▼

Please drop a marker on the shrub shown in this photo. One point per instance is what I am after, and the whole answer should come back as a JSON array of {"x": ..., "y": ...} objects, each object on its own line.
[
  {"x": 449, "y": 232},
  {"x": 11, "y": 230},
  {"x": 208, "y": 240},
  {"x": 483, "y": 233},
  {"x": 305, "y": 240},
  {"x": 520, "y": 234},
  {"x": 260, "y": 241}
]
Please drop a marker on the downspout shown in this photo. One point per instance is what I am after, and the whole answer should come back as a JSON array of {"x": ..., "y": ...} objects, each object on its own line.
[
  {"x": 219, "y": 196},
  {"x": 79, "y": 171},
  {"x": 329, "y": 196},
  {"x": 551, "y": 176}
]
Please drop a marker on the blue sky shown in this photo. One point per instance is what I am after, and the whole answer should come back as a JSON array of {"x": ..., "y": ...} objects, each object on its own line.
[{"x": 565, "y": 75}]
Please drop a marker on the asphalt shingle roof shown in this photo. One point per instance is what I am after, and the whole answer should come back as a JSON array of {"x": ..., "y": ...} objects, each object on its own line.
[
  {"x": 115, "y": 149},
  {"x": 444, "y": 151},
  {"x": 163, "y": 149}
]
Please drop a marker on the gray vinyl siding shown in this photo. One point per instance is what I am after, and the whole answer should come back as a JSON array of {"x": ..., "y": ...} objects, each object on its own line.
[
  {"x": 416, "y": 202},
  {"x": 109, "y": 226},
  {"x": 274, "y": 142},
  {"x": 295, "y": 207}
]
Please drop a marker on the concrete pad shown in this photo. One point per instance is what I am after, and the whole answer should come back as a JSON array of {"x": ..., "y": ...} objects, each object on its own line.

▲

Task to carry out => The answer must be the complete set of entries, retyped exactly.

Solution below =>
Please drop a marker on the shrub shown in this photo. One point per instance is what I am after, and the whole answer should come back as a JSON array of {"x": ..., "y": ...} objects, each object on its own line.
[
  {"x": 449, "y": 232},
  {"x": 11, "y": 230},
  {"x": 208, "y": 240},
  {"x": 483, "y": 233},
  {"x": 305, "y": 240},
  {"x": 520, "y": 234},
  {"x": 260, "y": 241}
]
Please drop a marker on the downspout shown in this photo. One point per instance is what I am after, and the whole answer should come back as a JSON array of {"x": ..., "y": ...} objects, each object on its own line.
[
  {"x": 219, "y": 196},
  {"x": 79, "y": 171},
  {"x": 329, "y": 196},
  {"x": 551, "y": 176}
]
Please drop a marker on the blue sky shown in this photo. One point per instance is what I am after, and the whole answer should come back as a JSON array of {"x": ..., "y": ...} objects, each object on its own line.
[{"x": 565, "y": 75}]
Please drop a marker on the asphalt shingle roof shown in this photo. One point per instance is what I am after, and the whole answer should come back as a JSON array of {"x": ..., "y": ...} objects, each object on its own line.
[
  {"x": 115, "y": 149},
  {"x": 444, "y": 151},
  {"x": 163, "y": 149}
]
Please drop a marker on the gray vinyl siding shown in this photo. One point per instance is what I am after, and the whole answer should come back as a JSON array of {"x": ..., "y": ...} objects, each object on its own line.
[
  {"x": 416, "y": 202},
  {"x": 109, "y": 226},
  {"x": 274, "y": 142},
  {"x": 295, "y": 207}
]
Please drop a marker on the concrete pad shown in this photo. One point per instance is what I am after, and the whole answer should come back as a JSON array of {"x": ..., "y": ...} objects, each object on its own line.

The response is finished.